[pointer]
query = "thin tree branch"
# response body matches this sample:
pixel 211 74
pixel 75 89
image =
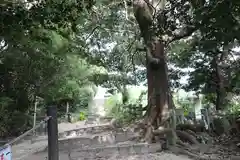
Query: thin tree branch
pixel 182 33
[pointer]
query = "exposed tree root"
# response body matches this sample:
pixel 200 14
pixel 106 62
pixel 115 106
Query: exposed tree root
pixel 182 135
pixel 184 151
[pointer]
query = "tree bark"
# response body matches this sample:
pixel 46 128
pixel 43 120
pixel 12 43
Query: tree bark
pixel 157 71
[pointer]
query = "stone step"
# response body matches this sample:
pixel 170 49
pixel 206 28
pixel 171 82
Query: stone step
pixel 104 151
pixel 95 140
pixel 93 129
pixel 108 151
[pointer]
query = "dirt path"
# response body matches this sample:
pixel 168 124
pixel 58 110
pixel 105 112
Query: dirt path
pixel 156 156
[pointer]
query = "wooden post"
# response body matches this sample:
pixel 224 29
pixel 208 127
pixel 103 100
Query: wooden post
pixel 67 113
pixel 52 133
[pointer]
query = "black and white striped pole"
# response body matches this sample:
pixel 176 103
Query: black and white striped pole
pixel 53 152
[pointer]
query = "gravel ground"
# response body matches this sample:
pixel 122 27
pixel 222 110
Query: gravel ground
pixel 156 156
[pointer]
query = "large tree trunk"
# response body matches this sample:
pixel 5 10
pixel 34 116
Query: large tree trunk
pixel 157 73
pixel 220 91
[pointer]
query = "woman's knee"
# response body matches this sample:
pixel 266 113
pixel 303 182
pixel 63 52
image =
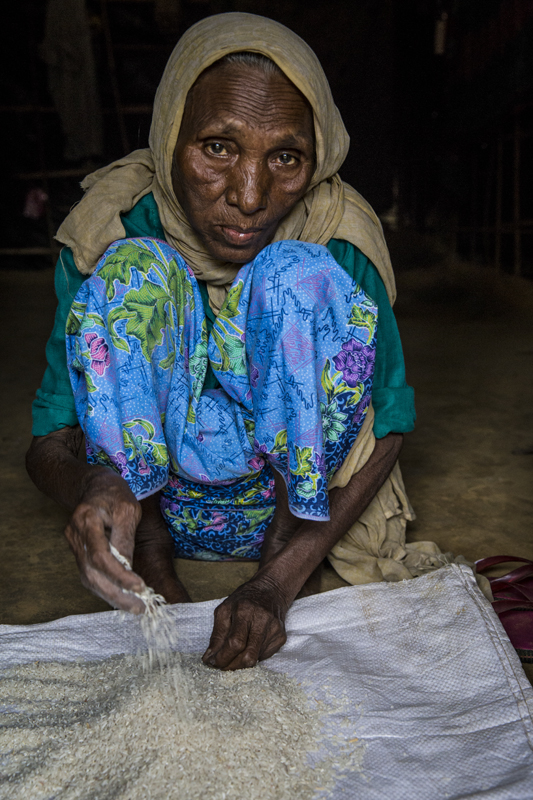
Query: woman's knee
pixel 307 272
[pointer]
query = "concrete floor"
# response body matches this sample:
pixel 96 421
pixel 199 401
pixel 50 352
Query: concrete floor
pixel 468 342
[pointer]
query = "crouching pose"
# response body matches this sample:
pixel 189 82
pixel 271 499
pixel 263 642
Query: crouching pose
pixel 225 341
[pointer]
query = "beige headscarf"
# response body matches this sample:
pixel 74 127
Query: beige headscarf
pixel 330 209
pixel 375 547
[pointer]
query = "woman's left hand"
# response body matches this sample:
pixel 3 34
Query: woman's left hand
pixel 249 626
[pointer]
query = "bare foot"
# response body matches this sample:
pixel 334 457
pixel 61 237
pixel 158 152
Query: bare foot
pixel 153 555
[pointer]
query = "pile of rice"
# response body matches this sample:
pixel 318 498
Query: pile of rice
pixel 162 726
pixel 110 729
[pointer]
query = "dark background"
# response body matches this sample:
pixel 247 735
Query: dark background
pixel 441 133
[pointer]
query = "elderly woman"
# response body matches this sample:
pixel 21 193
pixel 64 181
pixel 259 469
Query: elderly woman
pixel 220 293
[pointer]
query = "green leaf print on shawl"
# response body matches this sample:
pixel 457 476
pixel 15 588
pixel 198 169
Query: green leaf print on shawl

YOUR OBJECTIVE:
Each line from the start of the entries to the line holding "pixel 74 127" is to be given again exactly, both ends included, and each picture is to be left out.

TASK OUTPUT:
[pointer]
query = "thin tree branch"
# response body matches this sample:
pixel 211 74
pixel 75 89
image =
Query: thin tree branch
pixel 182 33
[pointer]
query = "exposed tree root"
# response body matches this sample:
pixel 200 14
pixel 106 62
pixel 115 106
Query: exposed tree root
pixel 182 135
pixel 184 151
[pointer]
query = "tree bark"
# response body matches this sample:
pixel 46 128
pixel 43 120
pixel 12 43
Query: tree bark
pixel 157 71
[pointer]
query = "stone step"
# response body matches this sample:
pixel 170 49
pixel 206 28
pixel 171 82
Query: stone step
pixel 104 151
pixel 95 140
pixel 93 129
pixel 108 151
[pointer]
query = "dirt path"
# response body matches this sample:
pixel 168 124
pixel 58 110
pixel 105 112
Query: dirt path
pixel 156 156
[pointer]
query = "wooden post"
# response body matches this sample:
pixel 224 29
pixel 208 127
pixel 103 100
Query: wooden post
pixel 67 113
pixel 52 133
[pointer]
query = "black and white striped pole"
# response body matches this sample:
pixel 176 103
Query: black and white striped pole
pixel 53 152
[pointer]
query = "gravel ground"
# response body matches this sample:
pixel 122 27
pixel 222 110
Query: gravel ground
pixel 156 156
[pointer]
query = "large tree trunk"
# response body matches this sample:
pixel 5 10
pixel 34 116
Query: large tree trunk
pixel 157 73
pixel 220 91
[pointer]
query = "woman's knee"
# response body matches this sample:
pixel 266 113
pixel 303 182
pixel 63 52
image =
Query: woman's knee
pixel 307 272
[pointer]
query = "concrete floor"
# response body matches this sample:
pixel 96 421
pixel 199 401
pixel 50 352
Query: concrete floor
pixel 468 342
[pointer]
query = "crouching pose"
# response body matches this sample:
pixel 189 82
pixel 271 499
pixel 263 642
Query: crouching pose
pixel 225 341
[pointer]
query = "beige headscarf"
# response body matches this sample:
pixel 74 127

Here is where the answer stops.